• WHAT THE TASK ASKS
Count the lines containing "plastic" in the entries underneath, and state that count without anything else.

• Saved entries
::::::

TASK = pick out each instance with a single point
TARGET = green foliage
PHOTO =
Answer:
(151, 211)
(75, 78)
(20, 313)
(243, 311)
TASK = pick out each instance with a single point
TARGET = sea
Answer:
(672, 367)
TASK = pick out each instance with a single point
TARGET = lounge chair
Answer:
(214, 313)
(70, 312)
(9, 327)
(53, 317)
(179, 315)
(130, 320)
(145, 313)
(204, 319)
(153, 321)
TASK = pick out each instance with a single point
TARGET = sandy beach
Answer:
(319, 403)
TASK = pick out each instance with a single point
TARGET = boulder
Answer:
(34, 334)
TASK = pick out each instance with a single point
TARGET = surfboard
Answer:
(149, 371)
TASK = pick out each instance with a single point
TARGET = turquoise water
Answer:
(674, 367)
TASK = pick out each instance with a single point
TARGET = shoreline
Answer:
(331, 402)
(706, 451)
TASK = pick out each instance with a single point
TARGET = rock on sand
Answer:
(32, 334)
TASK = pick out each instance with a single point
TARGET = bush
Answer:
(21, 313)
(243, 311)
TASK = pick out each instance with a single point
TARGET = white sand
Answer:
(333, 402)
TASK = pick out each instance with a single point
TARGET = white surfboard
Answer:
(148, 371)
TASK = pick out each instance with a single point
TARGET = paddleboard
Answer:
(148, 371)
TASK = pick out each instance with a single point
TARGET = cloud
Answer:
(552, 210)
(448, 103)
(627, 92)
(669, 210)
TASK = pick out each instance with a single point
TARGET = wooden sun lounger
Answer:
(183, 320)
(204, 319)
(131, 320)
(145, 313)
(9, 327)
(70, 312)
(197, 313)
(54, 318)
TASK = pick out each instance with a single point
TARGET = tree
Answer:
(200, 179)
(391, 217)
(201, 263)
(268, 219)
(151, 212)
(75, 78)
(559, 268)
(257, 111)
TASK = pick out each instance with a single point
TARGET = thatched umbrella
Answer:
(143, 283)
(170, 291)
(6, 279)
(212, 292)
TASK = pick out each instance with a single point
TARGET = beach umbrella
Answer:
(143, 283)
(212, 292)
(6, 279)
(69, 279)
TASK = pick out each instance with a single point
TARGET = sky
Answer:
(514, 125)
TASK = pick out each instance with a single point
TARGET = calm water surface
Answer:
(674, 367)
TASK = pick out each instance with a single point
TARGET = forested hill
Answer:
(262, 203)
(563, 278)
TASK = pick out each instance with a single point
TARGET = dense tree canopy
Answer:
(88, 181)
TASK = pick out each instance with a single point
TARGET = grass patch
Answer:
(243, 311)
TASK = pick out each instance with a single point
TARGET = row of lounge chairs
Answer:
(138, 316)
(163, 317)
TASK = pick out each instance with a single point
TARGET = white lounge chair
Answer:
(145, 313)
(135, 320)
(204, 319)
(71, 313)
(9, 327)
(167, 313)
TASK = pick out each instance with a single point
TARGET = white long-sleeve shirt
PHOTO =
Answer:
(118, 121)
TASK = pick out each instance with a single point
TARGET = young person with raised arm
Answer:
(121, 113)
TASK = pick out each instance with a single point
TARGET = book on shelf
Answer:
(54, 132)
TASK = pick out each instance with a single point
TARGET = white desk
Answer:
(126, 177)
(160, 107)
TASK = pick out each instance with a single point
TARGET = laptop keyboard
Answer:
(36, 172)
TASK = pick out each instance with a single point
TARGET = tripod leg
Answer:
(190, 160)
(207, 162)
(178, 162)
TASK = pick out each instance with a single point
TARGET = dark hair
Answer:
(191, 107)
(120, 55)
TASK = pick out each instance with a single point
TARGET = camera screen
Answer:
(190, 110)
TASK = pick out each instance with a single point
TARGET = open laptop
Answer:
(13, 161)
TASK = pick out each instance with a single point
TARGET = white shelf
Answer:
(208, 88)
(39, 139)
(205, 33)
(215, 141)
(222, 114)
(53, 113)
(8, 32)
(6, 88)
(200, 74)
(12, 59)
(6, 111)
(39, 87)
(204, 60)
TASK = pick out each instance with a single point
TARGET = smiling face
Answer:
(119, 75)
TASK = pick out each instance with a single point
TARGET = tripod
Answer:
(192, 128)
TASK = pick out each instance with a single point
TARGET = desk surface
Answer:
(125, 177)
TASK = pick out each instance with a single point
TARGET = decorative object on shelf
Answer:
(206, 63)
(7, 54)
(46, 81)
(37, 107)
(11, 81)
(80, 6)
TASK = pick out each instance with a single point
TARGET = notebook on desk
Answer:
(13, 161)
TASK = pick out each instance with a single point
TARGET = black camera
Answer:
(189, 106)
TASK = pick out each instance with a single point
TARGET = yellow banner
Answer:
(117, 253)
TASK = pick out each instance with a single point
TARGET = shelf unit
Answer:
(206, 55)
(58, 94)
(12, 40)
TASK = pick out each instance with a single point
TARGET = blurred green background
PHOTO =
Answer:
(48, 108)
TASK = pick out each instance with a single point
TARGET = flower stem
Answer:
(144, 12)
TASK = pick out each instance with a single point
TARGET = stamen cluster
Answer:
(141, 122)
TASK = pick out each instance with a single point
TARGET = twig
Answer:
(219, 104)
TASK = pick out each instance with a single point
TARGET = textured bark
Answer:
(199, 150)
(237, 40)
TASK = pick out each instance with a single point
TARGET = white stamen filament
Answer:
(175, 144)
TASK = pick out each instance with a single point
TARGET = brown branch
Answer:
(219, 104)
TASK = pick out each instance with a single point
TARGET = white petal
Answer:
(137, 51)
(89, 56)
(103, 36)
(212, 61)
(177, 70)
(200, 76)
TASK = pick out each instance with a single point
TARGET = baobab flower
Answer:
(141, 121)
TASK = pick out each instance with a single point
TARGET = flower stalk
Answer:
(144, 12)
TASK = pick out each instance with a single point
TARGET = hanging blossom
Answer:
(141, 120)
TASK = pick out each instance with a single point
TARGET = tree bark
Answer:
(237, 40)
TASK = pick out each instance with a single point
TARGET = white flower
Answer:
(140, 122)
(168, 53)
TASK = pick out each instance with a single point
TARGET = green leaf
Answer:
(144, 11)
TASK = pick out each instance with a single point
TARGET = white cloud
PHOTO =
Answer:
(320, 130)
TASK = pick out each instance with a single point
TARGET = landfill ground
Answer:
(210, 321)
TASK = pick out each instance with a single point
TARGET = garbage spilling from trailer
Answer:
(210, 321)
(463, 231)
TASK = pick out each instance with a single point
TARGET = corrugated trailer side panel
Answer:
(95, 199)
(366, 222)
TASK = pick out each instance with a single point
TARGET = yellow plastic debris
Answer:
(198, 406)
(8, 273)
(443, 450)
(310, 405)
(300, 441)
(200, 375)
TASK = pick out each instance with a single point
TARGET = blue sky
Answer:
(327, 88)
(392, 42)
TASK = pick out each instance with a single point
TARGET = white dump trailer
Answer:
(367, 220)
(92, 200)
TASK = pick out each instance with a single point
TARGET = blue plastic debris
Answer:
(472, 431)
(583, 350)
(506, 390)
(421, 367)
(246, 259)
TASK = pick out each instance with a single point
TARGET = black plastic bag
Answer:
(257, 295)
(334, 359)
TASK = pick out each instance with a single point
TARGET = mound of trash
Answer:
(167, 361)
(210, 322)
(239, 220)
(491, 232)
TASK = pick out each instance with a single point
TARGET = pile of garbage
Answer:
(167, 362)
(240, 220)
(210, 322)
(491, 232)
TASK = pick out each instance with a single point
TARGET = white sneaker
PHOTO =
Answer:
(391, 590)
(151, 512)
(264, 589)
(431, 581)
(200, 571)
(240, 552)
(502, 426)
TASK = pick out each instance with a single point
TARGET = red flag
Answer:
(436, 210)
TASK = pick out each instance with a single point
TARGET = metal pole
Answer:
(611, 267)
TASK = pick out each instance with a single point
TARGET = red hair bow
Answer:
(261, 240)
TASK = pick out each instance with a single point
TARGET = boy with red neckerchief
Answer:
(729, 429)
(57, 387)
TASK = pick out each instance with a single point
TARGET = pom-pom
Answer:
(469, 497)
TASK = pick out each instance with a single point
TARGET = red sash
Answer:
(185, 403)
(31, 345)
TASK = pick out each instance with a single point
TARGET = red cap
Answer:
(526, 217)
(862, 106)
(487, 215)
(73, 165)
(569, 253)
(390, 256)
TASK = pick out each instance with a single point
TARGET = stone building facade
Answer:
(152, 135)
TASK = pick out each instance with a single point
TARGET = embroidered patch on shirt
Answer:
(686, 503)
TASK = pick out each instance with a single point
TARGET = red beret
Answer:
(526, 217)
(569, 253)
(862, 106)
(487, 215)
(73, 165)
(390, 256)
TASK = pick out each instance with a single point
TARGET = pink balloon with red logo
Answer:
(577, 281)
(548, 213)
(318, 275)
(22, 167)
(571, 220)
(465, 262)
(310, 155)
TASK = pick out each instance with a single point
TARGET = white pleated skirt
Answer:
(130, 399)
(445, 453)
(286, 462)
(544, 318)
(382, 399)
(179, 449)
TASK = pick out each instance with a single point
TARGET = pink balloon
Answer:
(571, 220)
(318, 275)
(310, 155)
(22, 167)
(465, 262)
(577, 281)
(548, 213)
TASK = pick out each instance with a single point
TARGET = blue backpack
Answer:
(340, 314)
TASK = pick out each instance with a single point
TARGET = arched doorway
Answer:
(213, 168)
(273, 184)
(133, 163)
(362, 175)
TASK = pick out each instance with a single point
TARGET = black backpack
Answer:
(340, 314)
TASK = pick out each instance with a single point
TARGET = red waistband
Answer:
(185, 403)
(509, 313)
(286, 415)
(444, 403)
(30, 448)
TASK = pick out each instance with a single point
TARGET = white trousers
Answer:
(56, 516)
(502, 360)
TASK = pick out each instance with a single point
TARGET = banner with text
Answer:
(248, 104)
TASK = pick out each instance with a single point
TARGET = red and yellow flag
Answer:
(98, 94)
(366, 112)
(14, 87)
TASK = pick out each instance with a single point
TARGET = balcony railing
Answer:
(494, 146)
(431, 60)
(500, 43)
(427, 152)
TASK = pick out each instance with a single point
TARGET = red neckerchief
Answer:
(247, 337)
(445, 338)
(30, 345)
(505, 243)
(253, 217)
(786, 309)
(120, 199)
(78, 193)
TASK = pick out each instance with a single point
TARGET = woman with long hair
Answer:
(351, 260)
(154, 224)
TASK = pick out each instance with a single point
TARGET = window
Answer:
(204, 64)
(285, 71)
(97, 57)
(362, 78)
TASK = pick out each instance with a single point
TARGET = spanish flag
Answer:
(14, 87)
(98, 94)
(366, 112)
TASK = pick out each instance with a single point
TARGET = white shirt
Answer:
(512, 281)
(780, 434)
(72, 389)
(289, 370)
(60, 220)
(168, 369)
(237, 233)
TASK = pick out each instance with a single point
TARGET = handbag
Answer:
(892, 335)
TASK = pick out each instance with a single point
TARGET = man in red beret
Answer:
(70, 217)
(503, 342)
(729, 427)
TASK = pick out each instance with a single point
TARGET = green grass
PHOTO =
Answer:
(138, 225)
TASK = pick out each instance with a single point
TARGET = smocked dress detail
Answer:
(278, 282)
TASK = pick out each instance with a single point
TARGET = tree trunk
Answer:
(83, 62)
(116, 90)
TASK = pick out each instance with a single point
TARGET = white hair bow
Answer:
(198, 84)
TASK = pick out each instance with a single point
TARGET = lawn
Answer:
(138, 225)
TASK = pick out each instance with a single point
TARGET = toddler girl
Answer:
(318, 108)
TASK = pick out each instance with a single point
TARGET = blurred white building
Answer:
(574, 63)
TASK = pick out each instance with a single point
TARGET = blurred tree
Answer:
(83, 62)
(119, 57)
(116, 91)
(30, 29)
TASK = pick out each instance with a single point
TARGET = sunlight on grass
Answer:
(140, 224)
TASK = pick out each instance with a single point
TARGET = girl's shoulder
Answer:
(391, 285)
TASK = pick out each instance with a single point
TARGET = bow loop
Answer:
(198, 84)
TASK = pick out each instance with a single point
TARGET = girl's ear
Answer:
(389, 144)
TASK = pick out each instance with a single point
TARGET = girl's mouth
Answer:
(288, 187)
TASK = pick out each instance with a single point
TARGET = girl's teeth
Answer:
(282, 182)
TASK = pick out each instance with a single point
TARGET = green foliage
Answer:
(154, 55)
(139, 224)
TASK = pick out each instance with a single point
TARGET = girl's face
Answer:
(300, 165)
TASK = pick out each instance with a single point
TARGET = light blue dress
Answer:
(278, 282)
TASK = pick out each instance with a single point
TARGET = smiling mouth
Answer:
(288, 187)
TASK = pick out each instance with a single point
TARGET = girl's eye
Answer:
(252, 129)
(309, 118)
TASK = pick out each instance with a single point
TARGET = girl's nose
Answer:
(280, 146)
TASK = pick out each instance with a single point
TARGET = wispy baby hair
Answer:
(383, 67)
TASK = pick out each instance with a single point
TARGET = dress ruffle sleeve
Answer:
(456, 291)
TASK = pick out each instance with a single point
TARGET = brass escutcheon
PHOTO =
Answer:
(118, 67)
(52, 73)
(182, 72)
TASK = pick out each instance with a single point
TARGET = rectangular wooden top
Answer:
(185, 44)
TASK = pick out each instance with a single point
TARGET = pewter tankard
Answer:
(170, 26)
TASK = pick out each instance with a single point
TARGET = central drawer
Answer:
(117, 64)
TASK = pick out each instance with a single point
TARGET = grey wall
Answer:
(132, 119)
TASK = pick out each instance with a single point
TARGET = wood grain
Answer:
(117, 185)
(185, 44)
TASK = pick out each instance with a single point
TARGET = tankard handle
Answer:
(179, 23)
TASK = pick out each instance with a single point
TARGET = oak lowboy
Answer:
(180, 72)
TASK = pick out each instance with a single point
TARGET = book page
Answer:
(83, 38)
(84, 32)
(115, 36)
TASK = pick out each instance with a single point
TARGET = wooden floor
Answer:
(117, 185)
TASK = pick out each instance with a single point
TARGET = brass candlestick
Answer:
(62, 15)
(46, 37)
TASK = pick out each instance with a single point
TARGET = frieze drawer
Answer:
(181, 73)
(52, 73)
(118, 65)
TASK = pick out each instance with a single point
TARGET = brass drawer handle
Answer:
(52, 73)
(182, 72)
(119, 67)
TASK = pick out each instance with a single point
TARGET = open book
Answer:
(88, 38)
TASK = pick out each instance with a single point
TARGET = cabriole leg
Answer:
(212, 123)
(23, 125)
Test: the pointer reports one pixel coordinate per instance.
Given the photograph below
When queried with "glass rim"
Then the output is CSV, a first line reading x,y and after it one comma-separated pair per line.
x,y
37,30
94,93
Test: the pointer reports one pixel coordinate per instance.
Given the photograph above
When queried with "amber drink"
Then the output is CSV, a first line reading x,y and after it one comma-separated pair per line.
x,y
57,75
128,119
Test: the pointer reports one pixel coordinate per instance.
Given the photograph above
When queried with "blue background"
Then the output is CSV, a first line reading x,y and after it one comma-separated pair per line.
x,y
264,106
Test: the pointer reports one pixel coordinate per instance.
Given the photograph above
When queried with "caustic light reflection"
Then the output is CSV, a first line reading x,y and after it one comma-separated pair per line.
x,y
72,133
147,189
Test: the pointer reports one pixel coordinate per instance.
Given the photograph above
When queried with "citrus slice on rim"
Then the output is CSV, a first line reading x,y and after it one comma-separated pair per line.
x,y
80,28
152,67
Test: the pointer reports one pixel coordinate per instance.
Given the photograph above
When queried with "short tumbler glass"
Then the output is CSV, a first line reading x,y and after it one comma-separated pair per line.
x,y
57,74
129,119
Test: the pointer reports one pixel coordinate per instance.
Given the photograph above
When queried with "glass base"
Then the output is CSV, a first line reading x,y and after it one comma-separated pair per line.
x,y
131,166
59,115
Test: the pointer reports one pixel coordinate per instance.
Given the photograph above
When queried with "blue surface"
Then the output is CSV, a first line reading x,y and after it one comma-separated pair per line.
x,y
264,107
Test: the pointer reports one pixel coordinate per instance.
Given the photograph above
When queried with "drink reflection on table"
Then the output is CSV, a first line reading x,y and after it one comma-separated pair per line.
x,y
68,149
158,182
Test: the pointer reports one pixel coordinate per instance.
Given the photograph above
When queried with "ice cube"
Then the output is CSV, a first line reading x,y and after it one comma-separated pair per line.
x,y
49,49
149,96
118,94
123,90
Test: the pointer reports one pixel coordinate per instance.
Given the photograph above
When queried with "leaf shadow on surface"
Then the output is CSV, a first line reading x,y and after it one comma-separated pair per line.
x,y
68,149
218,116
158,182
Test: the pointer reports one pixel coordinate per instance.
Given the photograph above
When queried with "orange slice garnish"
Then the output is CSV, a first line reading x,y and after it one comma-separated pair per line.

::::::

• RESULT OF THIS EXERCISE
3